» **REQUIREMENT**: Format every line of the material below as a numbered list, skipping any blank lines.

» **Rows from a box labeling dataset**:
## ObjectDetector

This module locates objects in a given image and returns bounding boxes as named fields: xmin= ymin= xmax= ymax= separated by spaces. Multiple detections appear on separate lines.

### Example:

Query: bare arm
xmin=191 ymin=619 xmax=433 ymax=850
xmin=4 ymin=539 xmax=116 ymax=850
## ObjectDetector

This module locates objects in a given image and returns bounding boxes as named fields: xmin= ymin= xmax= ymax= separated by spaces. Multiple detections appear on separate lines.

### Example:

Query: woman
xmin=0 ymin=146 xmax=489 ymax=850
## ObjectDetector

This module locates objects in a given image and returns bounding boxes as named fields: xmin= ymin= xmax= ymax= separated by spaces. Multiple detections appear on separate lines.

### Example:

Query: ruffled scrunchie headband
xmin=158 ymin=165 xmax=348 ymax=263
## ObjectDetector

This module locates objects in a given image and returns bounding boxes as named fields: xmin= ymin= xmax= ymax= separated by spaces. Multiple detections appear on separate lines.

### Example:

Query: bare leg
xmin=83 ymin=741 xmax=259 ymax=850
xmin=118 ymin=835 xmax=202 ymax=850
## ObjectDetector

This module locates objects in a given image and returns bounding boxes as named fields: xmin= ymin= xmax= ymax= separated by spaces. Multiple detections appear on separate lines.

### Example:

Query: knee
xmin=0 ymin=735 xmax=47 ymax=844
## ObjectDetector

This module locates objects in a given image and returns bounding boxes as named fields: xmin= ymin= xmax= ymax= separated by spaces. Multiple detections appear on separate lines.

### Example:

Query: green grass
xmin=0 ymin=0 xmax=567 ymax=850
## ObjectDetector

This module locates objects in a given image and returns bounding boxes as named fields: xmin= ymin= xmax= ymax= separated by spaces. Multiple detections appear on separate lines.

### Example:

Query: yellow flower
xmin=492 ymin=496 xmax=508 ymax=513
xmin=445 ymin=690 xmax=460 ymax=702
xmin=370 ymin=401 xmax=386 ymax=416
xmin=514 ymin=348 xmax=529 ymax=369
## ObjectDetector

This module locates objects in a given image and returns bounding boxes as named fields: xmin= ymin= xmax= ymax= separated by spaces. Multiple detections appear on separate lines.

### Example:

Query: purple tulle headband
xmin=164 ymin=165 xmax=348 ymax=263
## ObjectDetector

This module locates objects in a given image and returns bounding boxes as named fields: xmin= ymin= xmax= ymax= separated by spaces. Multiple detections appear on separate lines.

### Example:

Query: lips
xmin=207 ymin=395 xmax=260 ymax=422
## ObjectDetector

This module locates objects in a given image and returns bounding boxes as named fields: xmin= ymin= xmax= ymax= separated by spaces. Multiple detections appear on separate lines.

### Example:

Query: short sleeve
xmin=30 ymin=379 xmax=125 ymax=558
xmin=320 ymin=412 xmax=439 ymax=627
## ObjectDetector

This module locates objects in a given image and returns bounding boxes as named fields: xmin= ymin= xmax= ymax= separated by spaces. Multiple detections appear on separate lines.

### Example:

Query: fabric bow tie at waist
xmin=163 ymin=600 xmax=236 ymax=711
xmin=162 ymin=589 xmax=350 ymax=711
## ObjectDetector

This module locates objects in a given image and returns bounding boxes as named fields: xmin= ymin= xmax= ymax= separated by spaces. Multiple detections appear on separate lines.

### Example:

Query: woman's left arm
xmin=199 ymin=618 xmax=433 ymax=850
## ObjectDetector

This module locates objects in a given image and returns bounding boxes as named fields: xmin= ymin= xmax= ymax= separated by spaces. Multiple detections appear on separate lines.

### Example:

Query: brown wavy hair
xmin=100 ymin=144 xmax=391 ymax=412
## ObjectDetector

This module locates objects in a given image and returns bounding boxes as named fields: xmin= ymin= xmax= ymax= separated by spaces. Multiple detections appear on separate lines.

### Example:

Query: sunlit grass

» **FINAL RESULT**:
1. ## ObjectDetector
2. This module locates objects in a given image and returns bounding boxes as named fields: xmin= ymin= xmax= ymax= separated by spaces. Multiple detections appear on separate lines.
3. ### Example:
4. Query: bare arm
5. xmin=191 ymin=619 xmax=433 ymax=850
6. xmin=4 ymin=539 xmax=116 ymax=850
7. ## ObjectDetector
8. This module locates objects in a given image and returns bounding boxes as named fields: xmin= ymin= xmax= ymax= separated by spaces. Multiple detections appear on separate lines.
9. ### Example:
10. Query: woman
11. xmin=0 ymin=146 xmax=489 ymax=850
12. ## ObjectDetector
13. This module locates objects in a given image and returns bounding boxes as named fields: xmin= ymin= xmax= ymax= separated by spaces. Multiple detections appear on separate lines.
14. ### Example:
15. Query: ruffled scrunchie headband
16. xmin=158 ymin=165 xmax=348 ymax=263
17. ## ObjectDetector
18. This module locates objects in a given image and returns bounding boxes as named fields: xmin= ymin= xmax= ymax= separated by spaces. Multiple detections appear on separate lines.
19. ### Example:
20. Query: bare leg
21. xmin=83 ymin=741 xmax=259 ymax=850
22. xmin=118 ymin=835 xmax=202 ymax=850
23. ## ObjectDetector
24. This module locates objects in a given image and returns bounding boxes as named fields: xmin= ymin= xmax= ymax= separated by spaces. Multiple detections appear on separate lines.
25. ### Example:
26. Query: knee
27. xmin=0 ymin=735 xmax=47 ymax=844
28. ## ObjectDetector
29. This module locates objects in a given image and returns bounding boxes as named fields: xmin= ymin= xmax= ymax= separated by spaces. Multiple detections appear on separate lines.
30. ### Example:
31. Query: green grass
32. xmin=0 ymin=0 xmax=567 ymax=850
33. ## ObjectDetector
34. This module locates objects in a given image and returns bounding boxes as named fields: xmin= ymin= xmax= ymax= separated by spaces. Multiple detections appear on separate lines.
35. ### Example:
36. Query: yellow flower
37. xmin=492 ymin=496 xmax=508 ymax=513
38. xmin=445 ymin=690 xmax=460 ymax=702
39. xmin=370 ymin=401 xmax=386 ymax=416
40. xmin=514 ymin=348 xmax=529 ymax=369
41. ## ObjectDetector
42. This module locates objects in a given image and returns bounding boxes as named fields: xmin= ymin= xmax= ymax= separated by spaces. Multiple detections appear on separate lines.
43. ### Example:
44. Query: purple tulle headband
45. xmin=164 ymin=165 xmax=348 ymax=263
46. ## ObjectDetector
47. This module locates objects in a given image and returns bounding boxes as named fields: xmin= ymin= xmax= ymax= separated by spaces. Multiple detections appear on separate lines.
48. ### Example:
49. Query: lips
50. xmin=207 ymin=395 xmax=260 ymax=422
51. ## ObjectDetector
52. This module locates objects in a given image and returns bounding boxes as named fields: xmin= ymin= xmax= ymax= separated by spaces. Multiple detections appear on separate lines.
53. ### Example:
54. Query: short sleeve
55. xmin=30 ymin=379 xmax=125 ymax=558
56. xmin=320 ymin=412 xmax=439 ymax=627
57. ## ObjectDetector
58. This module locates objects in a given image and returns bounding boxes as named fields: xmin= ymin= xmax= ymax= separated by spaces. Multiple detections appear on separate lines.
59. ### Example:
60. Query: fabric bow tie at waist
61. xmin=163 ymin=600 xmax=236 ymax=711
62. xmin=162 ymin=589 xmax=350 ymax=711
63. ## ObjectDetector
64. This module locates objects in a given image and returns bounding boxes as named fields: xmin= ymin= xmax= ymax= separated by spaces. Multiple detections appear on separate lines.
65. ### Example:
66. Query: woman's left arm
67. xmin=199 ymin=618 xmax=433 ymax=850
68. ## ObjectDetector
69. This module locates objects in a given image and returns bounding boxes as named fields: xmin= ymin= xmax= ymax= separated by spaces. Multiple detections appear on separate lines.
70. ### Example:
71. Query: brown wavy hair
72. xmin=100 ymin=144 xmax=391 ymax=412
73. ## ObjectDetector
74. This module locates objects in a given image and returns bounding boxes as named fields: xmin= ymin= xmax= ymax= separated by spaces. Multiple detections appear on separate lines.
75. ### Example:
76. Query: sunlit grass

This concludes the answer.